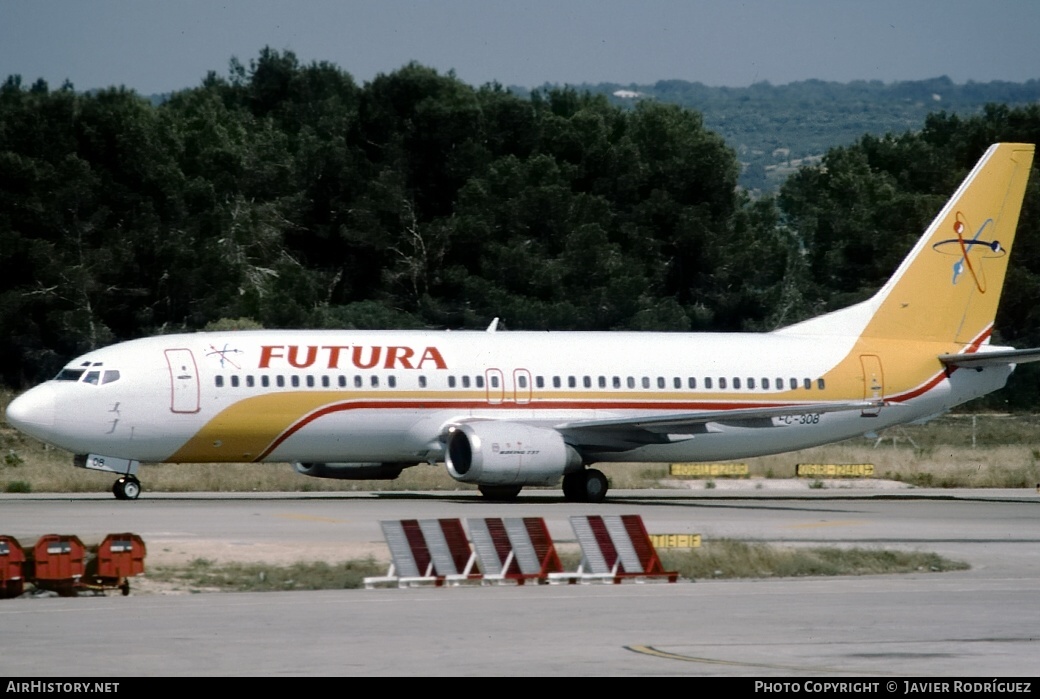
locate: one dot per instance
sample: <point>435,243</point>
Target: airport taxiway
<point>982,621</point>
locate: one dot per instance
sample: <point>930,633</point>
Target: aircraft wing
<point>626,432</point>
<point>977,360</point>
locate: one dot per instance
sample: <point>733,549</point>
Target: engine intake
<point>508,454</point>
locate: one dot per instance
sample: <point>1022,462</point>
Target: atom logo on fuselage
<point>971,251</point>
<point>223,354</point>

··········

→ **Action item**: Only the pictures stay out; everything else in the listing above must be repeated exactly.

→ **Answer to the exercise**:
locate: one dot per instance
sample: <point>435,243</point>
Target: airport taxiway
<point>982,621</point>
locate: one dot per instance
sample: <point>930,633</point>
Target: aircraft wing
<point>626,432</point>
<point>977,360</point>
locate: one dot per instance
sample: <point>733,549</point>
Target: engine intake
<point>508,454</point>
locate: one dot per instance
sample: <point>1022,462</point>
Target: atom logo on fuselage
<point>971,251</point>
<point>223,354</point>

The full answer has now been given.